**WRITTEN TASK 1**
In the DSL Extreme agreement below, what charge applies if failed equipment components are not returned within 30 days?
**WRITTEN TASK 2**
List every item that the DSL Extreme agreement below says a valid written termination request must include.
**WRITTEN TASK 3**
Write the next part of the DSL Extreme agreement below, starting with the body of its final heading, "9. TERMINATION BY DSL EXTREME".

**SOURCE**
..............................
If we determine that any leased equipment is failing to function
correctly, we will replace components as deemed necessary at no additional cost
to you. We will ship replacement parts and you are expected to return failed
components within 30 days with the pre-paid return label we will provide.
Failure to return the failed components within 30 days will result in a charge
of ninety-nine dollars and ninety cents ($99.90) plus applicable taxes being
applied to your account.
7. TERM.
This Agreement is effective as described above and shall continue
until such Services are terminated by you or us pursuant to this Agreement. DSL
Extreme is not responsible to notify an Annual Subscriber upon expiration of
any annual plan. It is the responsibility of each Annual Subscriber to know or
confirm when the applicable annual plan expires.
8. TERMINATION BY SUBSCRIBER.
You may terminate this Agreement at any time for any reason by
providing DSL Extreme with thirty (30) days written notice requesting
termination of Services. You are still responsible to pay all fees and other
charges accrued or otherwise payable under the terms of this Agreement. The
thirty (30) day period begins on the date on which DSL Extreme receives your
valid written termination request. A monthly Subscriber's termination will be
effective on the later of (a) the end of last day of the calendar month during
which such thirty (30) day period ends (e.g., a valid written termination request
received by DSL Extreme any time during January will result in termination
effective at the end of February) or (b) the end of last day of the calendar
month requested by the Monthly Subscriber. An Annual Subscriber's termination,
if received by DSL Extreme at least thirty (30) days prior to the end of the
twelve (12) month term, will be effective at the end of such twelve (12) month
term, or such earlier date as the Subscriber requests, and such Annual
Subscriber must pay, in addition to all fees and other charges accrued or
otherwise payable under the terms of this Agreement, an early termination fee
equal to the lesser amount of two hundred and fifty dollars ($250.00) or the
amount that would otherwise be payable through the end of the annual plan ("Early
Termination Fee"). In the event an Annual Subscriber terminates this Agreement
prior to the end of the initial twelve (12) month term because of a
service-related problem not caused by the Subscriber that DSL Extreme has
failed to cure after what DSL Extreme determines in its sole discretion to be a
reasonable amount of time based on the circumstances, the Subscriber is
entitled to a waiver of the Early Termination Fee. For clarity, problems with
inside wiring is not considered a service-related problem under the preceding
sentence. For such waiver to apply, the reason for the waiver stated above must
have occurred before termination and the Subscriber must report such reason for
termination to DSL Extreme in its valid written termination request. DSL Extreme
must in turn be given the opportunity to resolve the problem and the Subscriber
must be willing to troubleshoot with DSL Extreme as well as be available for
and authorize and pay for the dispatch of a network provider technician. DSL
Extreme does not monitor Subscriber accounts for activity, and absence of
activity or cancellation of a Subscriber's telephone line will never constitute
a termination request with respect to the Services. A written termination
request is valid only if it includes your Fusion Broadband phone number, main
username, date you wish the service to be cancelled and the reason for
canceling. It must be submitted to us using one of the following methods:
1. Online at http://www.dslextreme.com/cancel/
2. Via fax at 818-206-0326
3. Via mail to:
DSL Extreme
Attn: Cancellation Department
9221 Corbin Ave, Suite 260
Northridge, CA 91324
9. TERMINATION BY DSL EXTREME.
..............................
**SOURCE DATA**
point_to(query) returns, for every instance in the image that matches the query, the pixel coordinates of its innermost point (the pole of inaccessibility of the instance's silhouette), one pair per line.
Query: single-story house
..............................
**ANSWER 1**
A charge of ninety-nine dollars and ninety cents ($99.90) plus applicable taxes is applied to the account.

**ANSWER 2**
- Fusion Broadband phone number
- Main username
- Date you wish the service to be cancelled
- Reason for canceling

**ANSWER 3**
If, in our sole discretion, (a) you are in breach of any of the
terms of this Agreement (including for non-payment) or the Acceptable Use
Policy or any other policy incorporated herein; (b) you use the Services in a
way that is prohibited by law or that is disruptive to, adversely impacts or
causes a malfunction to the Service, our servers or other equipment, or the use
and enjoyment of other users; (c) you act in an abusive or menacing manner when
dealing with DSL Extreme's technical support staff, customer service staff or
any other DSL Extreme employees or representatives; (d) we receive an order
from a court to terminate your Service; or (e) DSL Extreme for any reason
ceases to offer the Service, then DSL Extreme at its sole election may
terminate or suspend your Service immediately without notice. For a termination
in accordance with this paragraph, you remain liable for all unpaid fees and
other charges accrued or otherwise payable under the terms of this Agreement,
including without limitation the Early Termination Fee and equipment charges
set forth herein, if applicable, provided the Early Termination Fee will not
apply if we terminate the Service in accordance with subparagraph (e) for no
reason or default by you..
10. TERMINATED SUBSCRIBER.
We may, in our sole discretion, refuse to accept your request or
application for renewal or resubscription following a termination or suspension
of your Service. If your Service is terminated for any reason, you may, upon
approval by DSL Extreme, , submit a new order and enter into a new Agreement
and must pay a new setup or activation fee. In addition you still remain
responsible for any applicable charges and fees including any applicable
termination fee. Any remaining balance and fees from your original agreement
must be paid prior to reconnecting service. Upon termination of your account or
your use of the Service, we have the right to immediately delete all data,
files and other information stored in or for your account without further
notice.
11. EASY SERVICE PROVIDER CHANGE FOR SUBSCRIBER WITH CURRENT AT&T PHONE SERVICE.
Completing the service provider Letter of Authorization (LOA) or
change form authorizes us to terminate Internet service with your current
Internet service provider and phone service with your current provider and
further authorizes AT&T to establish Fusion Broadband service with DSL
Extreme and port your existing phone number to DSL Extreme. Most Subscribers
experience less than twenty four (24) hours of downtime during this process but
overall downtime can be between zero (0) and four (4) business days. You are
responsible, and you hold DSL Extreme harmless, for any and all early
termination, cancellation or other fees, charges or obligations resulting from
your change of service providers. Once your Fusion Broadband activation date
has past and your Fusion Broadband service is established it is your
responsibility to contact your current Internet and phone service provider to
fully terminate your service with them.
12. ACTIVATION.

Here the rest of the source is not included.